==== Excerpt

FIG. 31 is a flow chart for explaining how the schema generating device according to the third embodiment operates in a pattern changing process;

FIG. 32 illustrates a computer that executes a schema generating program; and

FIG. 33 explains the structure of a data center.

DESCRIPTION OF EMBODIMENT(S)

Preferred embodiments of the present invention will be explained with reference to accompanying drawings. The invention is not to be limited by the embodiment(s).

[a] First Embodiment

The structure of a schema generating device according to a first embodiment is described first by using FIG. 1. FIG. 1 is a block diagram illustrating the structure of the schema generating device according to the first embodiment.
A schema generating device 1 according to the first embodiment includes an item comparison generating unit 2, a relationship comparison generating unit 3, and a schema generating unit 4, which are connected to a relational database 5 (represented as “RDB” in FIG. 1). The schema generating device 1 accepts the entry of a query formula to search for configuration item information indicating a configuration item to be managed, and collects query history information from the relational database 5.
The item comparison generating unit 2 compares configuration item information contained in a query formula used to search for configuration item information indicating a configuration item targeted for management, and table information contained in history information of queries made to the relational database 5. Then, the item comparison generating unit 2 generates correspondence information indicating a correspondence between the configuration item information and the table information.
The relationship comparison generating unit 3 compares relational information indicating a relationship between configuration items contained in the query formula, and information indicating a relationship between tables contained in the query history information. Then, the relationship comparison generating unit 3 generates correspondence information indicating a correspondence between the relational information and the query history information.
The schema generating unit 4 generates a schema definition of the configuration item information and a schema definition of the relational information by using the correspondence information generated by the item comparison generating unit 2, and the correspondence information generated by the relationship comparison generating unit 3.
As described above, in the schema generating device 1 of the first embodiment, a schema definition can be generated automatically by using existing information such as a query formula and query history information. As a result, the number of man-hours required for generating a schema can be reduced.

[b] Second Embodiment

The structure of a schema generating device according to a second embodiment, and a flow of processes performed by the schema generating device according to the second embodiment will be described in this order. An effect achieved by the second embodiment will be described thereafter.
Structure of Schema Generating Device
The structure of a schema generating device 10 will be described first by using FIG. 2. FIG. 2 is a block diagram illustrating the structure of the schema generating device according to the second embodiment. As illustrated in FIG. 2, the schema generating device 10 includes a management DB 11, a query formula analyzing unit 12, an SQL log collecting unit 13, an item analyzing unit 14, a relationship analyzing unit 15, and a schema generating unit 16, which are connected to an RDB 20.

========
==== Extracted data

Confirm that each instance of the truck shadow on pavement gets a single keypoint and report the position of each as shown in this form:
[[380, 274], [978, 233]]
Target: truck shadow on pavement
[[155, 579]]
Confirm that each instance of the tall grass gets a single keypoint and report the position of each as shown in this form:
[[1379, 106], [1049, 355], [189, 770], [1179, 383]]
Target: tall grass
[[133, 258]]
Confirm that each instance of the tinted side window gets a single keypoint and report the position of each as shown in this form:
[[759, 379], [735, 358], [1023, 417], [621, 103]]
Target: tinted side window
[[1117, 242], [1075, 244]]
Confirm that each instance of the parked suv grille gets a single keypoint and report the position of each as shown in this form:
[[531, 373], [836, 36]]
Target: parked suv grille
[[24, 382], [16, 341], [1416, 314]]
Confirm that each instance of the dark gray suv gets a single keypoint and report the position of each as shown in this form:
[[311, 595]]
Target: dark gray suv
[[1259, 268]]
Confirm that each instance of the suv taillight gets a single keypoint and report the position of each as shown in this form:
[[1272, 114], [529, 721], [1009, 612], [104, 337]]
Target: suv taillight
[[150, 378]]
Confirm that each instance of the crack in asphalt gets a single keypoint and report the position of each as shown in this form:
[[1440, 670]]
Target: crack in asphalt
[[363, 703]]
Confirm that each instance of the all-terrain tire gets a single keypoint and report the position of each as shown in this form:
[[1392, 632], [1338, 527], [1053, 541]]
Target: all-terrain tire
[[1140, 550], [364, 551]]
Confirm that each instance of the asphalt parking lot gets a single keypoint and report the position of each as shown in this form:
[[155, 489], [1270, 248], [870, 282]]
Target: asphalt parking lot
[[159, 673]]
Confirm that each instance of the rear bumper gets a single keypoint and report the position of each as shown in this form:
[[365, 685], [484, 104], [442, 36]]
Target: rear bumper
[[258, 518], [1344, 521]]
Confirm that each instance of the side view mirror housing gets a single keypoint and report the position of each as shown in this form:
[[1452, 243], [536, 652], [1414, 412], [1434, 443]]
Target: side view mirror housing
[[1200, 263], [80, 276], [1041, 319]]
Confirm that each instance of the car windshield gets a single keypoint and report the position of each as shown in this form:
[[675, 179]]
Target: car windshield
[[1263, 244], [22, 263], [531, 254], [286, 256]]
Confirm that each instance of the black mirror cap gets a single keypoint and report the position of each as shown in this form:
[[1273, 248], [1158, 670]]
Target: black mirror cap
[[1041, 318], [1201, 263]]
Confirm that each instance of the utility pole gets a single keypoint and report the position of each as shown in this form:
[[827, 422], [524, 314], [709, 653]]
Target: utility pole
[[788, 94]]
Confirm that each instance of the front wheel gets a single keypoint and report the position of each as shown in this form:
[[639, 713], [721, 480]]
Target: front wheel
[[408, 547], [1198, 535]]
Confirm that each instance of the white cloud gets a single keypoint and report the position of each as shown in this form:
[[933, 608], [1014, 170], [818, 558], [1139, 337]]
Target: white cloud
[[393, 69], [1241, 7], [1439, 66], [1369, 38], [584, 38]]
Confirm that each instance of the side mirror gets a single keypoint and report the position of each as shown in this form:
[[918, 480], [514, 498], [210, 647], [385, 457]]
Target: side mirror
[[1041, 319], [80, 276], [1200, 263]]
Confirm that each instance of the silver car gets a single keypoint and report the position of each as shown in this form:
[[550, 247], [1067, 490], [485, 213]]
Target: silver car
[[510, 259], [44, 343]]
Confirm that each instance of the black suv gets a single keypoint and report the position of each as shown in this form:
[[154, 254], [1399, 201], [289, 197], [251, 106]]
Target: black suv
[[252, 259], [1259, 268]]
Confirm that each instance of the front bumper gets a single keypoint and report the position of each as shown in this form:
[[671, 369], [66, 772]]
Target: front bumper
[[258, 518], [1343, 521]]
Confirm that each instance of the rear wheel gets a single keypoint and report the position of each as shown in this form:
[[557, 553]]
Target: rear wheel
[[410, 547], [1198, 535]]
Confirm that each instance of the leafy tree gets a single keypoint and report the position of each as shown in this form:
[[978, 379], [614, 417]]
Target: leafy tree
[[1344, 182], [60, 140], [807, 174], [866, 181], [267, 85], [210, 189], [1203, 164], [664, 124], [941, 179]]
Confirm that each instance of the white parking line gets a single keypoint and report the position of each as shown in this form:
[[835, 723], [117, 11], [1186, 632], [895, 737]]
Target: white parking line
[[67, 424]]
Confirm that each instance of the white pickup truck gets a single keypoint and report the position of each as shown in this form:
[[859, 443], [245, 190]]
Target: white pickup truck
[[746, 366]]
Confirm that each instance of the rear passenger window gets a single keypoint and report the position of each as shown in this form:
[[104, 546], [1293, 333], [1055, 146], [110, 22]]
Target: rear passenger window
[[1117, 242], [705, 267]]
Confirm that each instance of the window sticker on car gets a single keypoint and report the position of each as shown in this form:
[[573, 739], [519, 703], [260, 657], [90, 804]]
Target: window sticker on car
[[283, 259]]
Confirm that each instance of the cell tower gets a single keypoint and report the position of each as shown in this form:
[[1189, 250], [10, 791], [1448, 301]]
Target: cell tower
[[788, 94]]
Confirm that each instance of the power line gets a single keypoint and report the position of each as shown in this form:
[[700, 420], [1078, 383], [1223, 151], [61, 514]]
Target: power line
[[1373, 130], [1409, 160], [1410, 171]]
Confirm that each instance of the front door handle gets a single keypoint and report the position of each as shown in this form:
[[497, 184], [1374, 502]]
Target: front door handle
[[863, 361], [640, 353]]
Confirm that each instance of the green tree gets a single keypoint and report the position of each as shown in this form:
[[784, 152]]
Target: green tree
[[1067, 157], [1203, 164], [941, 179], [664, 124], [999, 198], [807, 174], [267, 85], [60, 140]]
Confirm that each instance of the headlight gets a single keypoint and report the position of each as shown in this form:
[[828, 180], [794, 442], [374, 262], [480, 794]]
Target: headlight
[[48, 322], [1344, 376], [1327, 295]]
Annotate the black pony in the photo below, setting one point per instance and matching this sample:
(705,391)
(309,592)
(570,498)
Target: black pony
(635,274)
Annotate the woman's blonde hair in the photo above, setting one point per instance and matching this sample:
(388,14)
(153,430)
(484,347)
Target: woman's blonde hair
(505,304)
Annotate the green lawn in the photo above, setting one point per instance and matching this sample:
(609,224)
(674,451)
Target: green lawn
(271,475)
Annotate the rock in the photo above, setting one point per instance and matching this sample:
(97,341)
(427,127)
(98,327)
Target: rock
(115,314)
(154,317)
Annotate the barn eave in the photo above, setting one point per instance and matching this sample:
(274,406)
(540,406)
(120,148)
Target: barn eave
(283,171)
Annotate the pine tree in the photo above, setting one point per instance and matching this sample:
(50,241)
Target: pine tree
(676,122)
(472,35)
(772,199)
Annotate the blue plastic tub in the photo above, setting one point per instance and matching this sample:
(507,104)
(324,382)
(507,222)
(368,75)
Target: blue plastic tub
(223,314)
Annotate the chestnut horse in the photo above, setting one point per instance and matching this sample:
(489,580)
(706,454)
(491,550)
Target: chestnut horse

========

Problem set:
[1] Answer these questions using the patent excerpt.
(a) What does FIG. 32 illustrate?
(b) Which three units does the schema generating device 1 of the first embodiment include?
(c) According to the first embodiment, what can be reduced as a result of generating a schema definition automatically?
[2] Write the next part of the patent excerpt on the schema generating device, starting after its last sentence.
The items come from a separate source and have no connection to the patent excerpt.

The replies:
[1]
(a) A computer that executes a schema generating program.
(b) An item comparison generating unit 2, a relationship comparison generating unit 3, and a schema generating unit 4.
(c) The number of man-hours required for generating a schema.

[2]
The schema generating device 10 accepts a query formula (such as that illustrated in FIG. 3 discussed in detail below) described in an Xpath (XML path language) extended for FCMDBs. Further, the schema generating device 10 collects an SQL log (such as that illustrated in FIG. 4 discussed in detail below) stored in the RDB 20. The query formula mentioned here is used to search for a CI, and which contains information about a CI and a Relationship, and the structures of the CI and the relationship. The SQL log is a history of queries made to a relational database. The SQL log contains information about tables, and a relationship between the tables.
A query formula extended for FCMDBs specifies the type of a CI or a Relationship the information of which is requested. As an example, a search query to search for information about a server, namely information about a CI with a CI type “Server” is expressed as “%Server”. Putting “%” before a name indicates that this name is a CI name.
Placing a CI and a Relationship alternately enables trace by following a relationship between CIs. As an example, a query formula to search for information about an administrator of a server is expressed as “%Server==>%User”, where “==>” means a Relationship.
Putting “*” after “%” enables search by specifying all CI types. As an example, a query formula expressed as “%Server==>%*” indicates that information about a CI having any relationship with the CI type “Server” is requested.
Inserting information for specifically designating a requested CI after a CI type enables detail search of the CI. As an example, a query formula to search for information about a server named A is expressed as “%Server[@name==‘A’]”.
The management DB 11 stores data necessary for various processes. The management DB 11 also stores a CI name list 11 a, a table name list 11 b, a CI candidate list 11 c, and a Relationship candidate list 11 d.
The CI name list 11 a includes a CI name contained in a query formula. More specifically, as illustrated in FIG. 5, the CI name list 11 a includes “ID” for uniquely identifying a CI name, and “CI NAME” contained in a query formula that are related to each other. To be more specific, as exemplified in FIG. 3, the CI name list 11 a includes CI names “Service”, “Server”, and “CPU” that are contained in the query formula exemplified in FIG. 3.
The table name list 11 b includes a table name contained in an SQL log. More specifically, as illustrated in FIG. 6, the table name list 11 b includes “ID” for uniquely identifying a table name, “SCHEMA” indicating the schema type of a table, and “TABLE NAME” contained in an SQL log that are related to one another.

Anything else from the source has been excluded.